[Source records]

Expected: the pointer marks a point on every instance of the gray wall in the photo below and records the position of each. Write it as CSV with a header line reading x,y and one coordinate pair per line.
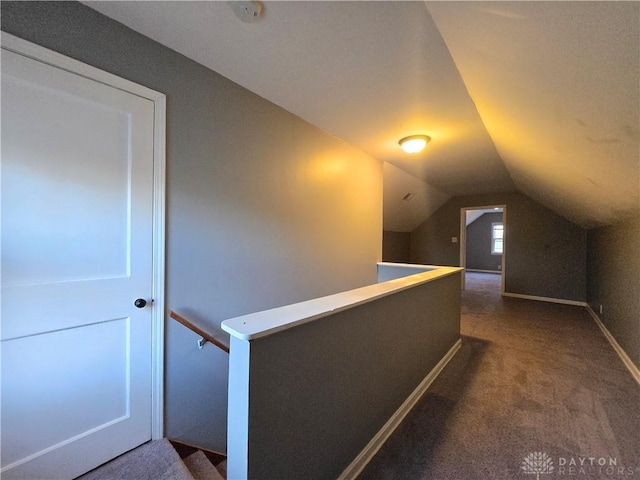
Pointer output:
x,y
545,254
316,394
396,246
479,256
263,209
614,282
...
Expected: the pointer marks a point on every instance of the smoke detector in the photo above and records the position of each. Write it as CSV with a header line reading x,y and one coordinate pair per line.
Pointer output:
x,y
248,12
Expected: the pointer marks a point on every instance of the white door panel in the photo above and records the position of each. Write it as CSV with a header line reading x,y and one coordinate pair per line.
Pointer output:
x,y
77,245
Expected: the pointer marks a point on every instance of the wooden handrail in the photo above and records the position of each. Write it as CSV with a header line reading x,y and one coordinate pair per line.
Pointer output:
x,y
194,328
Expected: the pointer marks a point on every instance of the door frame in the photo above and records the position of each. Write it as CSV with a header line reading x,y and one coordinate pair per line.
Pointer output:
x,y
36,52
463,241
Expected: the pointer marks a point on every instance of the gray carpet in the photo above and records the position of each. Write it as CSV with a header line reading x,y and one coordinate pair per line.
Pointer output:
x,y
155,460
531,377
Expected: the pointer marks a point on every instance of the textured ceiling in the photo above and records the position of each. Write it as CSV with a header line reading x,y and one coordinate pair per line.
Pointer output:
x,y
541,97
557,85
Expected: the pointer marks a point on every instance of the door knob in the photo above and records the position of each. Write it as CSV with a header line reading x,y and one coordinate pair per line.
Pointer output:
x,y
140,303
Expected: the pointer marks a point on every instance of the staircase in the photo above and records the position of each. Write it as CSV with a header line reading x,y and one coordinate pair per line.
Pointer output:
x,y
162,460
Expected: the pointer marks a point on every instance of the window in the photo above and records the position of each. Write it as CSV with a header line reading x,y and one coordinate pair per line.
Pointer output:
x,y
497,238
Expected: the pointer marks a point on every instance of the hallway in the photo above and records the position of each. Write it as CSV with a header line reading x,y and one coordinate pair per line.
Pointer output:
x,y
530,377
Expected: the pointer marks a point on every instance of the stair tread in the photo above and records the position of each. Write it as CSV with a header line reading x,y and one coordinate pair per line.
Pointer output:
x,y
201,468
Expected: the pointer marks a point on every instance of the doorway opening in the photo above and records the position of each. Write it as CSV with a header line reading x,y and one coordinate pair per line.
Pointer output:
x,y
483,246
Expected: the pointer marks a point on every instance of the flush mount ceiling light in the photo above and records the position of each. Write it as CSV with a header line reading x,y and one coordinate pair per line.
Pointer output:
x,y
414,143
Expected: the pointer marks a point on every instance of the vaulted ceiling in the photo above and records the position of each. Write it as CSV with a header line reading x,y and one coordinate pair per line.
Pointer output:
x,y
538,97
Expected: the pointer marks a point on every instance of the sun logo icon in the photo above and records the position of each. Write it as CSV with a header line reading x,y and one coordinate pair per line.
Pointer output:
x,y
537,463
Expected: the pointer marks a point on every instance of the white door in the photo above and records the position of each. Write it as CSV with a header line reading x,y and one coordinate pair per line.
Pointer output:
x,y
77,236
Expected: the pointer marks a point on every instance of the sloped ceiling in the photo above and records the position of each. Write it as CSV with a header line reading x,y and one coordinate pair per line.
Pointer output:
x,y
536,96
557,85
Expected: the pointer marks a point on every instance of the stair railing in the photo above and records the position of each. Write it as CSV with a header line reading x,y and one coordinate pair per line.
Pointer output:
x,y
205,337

- _Task instructions_
Tally up the lines above in which "gray" occurs. Give the result as a bare number.

- _Result of this exercise_
2